2. Demais. — Segundo Dionísio, o bem é mais eficaz que o mal, porque o mal não atua senão em virtude do bem. Ora, pecando caímos totalmente na miséria do pecado. Logo, com maior razão, fazendo penitência, ficamos também purificados de todos os resquícios do pecado.
3. Demais. — As obras de Deus são mais eficazes que as dos homens. Ora, pela prática de atos bons se nos desaparecem os restos do pecado contrário. Logo, com maior razão desaparecem pela remissão da culpa, que é obra de Deus.
Mas, em contrário, lemos no Evangelho que o cego a quem o Senhor restituiu a vista, recuperou primeiro uma vista imperfeita e por isso disse: Vejo os homens como árvores que andam. Depois foi-lhe restituída a vista completa, de sorte que via distintamente todos os objetos. Ora, a iluminação do cego significa a libertação do pecador. Logo, depois da primeira remissão da culpa, pela qual lhe é restituída a vista espiritual, ainda permanecem nele certos resquícios do pecado passado.
SOLUÇÃO. — O pecado mortal, pela conversão desordenada a um bem mutável, que implica, causa uma certa disposição na alma; ou mesmo um hábito, se os atos forem repetidos muitas vezes. Ora, como dissemos, a culpa do pecado mortal é perdoada, enquanto a graça faz desaparecer da alma a sua aversão de Deus. E desaparecido o concernente à aversão, pode contudo, ainda permanecer o concernente à conversão desordenada, porque esta pode existir sem aquela, como dissemos. Por onde, nada impede que, perdoada a culpa, permaneçam as disposições causadas pelos atos precedentes, que se chamam resquícios do pecado. Mas permanecem enfraquecidas e diminuídas, de modo que não nos dominam. E isso, antes, a modo de disposições, que a modo de hábitos; assim como tambem permanece a concupiscência depois do batismo.
DONDE A RESPOSTA À PRIMEIRA OBJEÇÃO. — Deus quando cura o homem, fá-lo total e perfeitamente. Mas às vezes o faz de súbito, como quando restituiu imediatamente à sogra de Pedro a sua perfeita saúde, de modo que ela, levantando-se logo, se pôs a servi-los, como lemos, no Evangelho. Mas outras vezes o faz sucessivamente, como no caso referido, do cego iluminado. E ainda outras vezes, converte espiritualmente e com tanta comoção o coração humano, que o convertido de súbito alcança a perfeita saúde espiritual, não só com o perdão da culpa, mas com a disparição de todos os resquícios do pecado, como foi o caso da Madalena. Outras vezes enfim, primeiro perdoa a culpa pela graça operante; e depois, pela graça cooperante, elimina sucessivamente os resquícios do pecado.

[Entradas do conjunto de dados]
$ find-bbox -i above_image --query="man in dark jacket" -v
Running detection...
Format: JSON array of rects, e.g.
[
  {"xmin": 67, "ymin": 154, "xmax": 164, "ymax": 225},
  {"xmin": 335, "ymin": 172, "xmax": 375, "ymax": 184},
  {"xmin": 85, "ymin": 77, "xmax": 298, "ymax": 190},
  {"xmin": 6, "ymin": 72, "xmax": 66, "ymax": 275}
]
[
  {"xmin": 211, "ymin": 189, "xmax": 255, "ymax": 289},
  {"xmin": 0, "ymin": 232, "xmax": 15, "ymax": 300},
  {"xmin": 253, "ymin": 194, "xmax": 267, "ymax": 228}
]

### [Tarefa a fazer]
Para cada afirmação a seguir, responda sim ou não conforme ela concorde com o texto sobre os resquícios do pecado. Cite as palavras do texto que decidem a resposta.
1. A sogra de Pedro recuperou a saúde aos poucos.
2. Perdoada a culpa, as disposições que permanecem ficam enfraquecidas e diminuídas.
3. No caso da Madalena, a culpa foi perdoada, mas os resquícios do pecado ficaram.
As linhas não têm nenhum papel aqui.

### [Resultado da tarefa]
1. Não: "restituiu imediatamente à sogra de Pedro a sua perfeita saúde"
2. Sim: "Mas permanecem enfraquecidas e diminuídas, de modo que não nos dominam."
3. Não: "não só com o perdão da culpa, mas com a disparição de todos os resquícios do pecado, como foi o caso da Madalena"